> _SET PROBLEM_: Rewrite every line of the listing below as a numbered list, leaving out any blank lines.

****************************************

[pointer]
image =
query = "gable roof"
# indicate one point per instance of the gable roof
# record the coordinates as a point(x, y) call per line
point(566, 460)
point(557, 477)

****************************************

> _ANSWER TO THE TASK_:
1. [pointer]
2. image =
3. query = "gable roof"
4. # indicate one point per instance of the gable roof
5. # record the coordinates as a point(x, y) call per line
6. point(566, 460)
7. point(557, 477)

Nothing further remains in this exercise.